----- Entries supplied
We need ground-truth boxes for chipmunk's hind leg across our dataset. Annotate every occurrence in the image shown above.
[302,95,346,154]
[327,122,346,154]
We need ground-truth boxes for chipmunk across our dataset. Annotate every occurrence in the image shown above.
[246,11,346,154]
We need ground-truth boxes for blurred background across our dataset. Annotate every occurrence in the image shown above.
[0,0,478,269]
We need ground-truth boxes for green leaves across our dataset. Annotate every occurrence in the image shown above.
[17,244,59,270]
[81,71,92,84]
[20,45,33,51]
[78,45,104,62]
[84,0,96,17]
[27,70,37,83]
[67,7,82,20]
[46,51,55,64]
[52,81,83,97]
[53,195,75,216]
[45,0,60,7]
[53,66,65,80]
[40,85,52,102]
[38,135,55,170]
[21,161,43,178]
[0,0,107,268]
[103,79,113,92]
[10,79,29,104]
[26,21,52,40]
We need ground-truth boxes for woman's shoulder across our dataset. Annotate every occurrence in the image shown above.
----------
• [Task to complete]
Starting from the line that contains "We need ground-truth boxes for chipmunk across", reproduce each line of the data exactly through the last one.

• [Reply]
We need ground-truth boxes for chipmunk across our dataset. Annotate every occurrence in the image shown above.
[246,11,346,154]
We need ground-truth boxes for blurred background across our dataset. Annotate every occurrence in the image shown above.
[0,0,478,269]
We need ground-truth boxes for green leaves across our dataset. Annotate every occurrence in the image shown above.
[17,244,59,270]
[81,71,92,84]
[20,45,33,51]
[78,45,104,62]
[84,0,96,17]
[27,70,37,83]
[67,7,82,20]
[46,51,55,64]
[52,81,83,97]
[53,195,75,216]
[45,0,60,7]
[53,66,65,80]
[40,85,52,102]
[38,135,55,170]
[21,161,43,178]
[0,0,107,268]
[103,79,113,92]
[10,79,29,104]
[26,21,52,40]
We need ground-truth boxes for woman's shoulder across our dataset. Annotate every occurrence in the image shown above.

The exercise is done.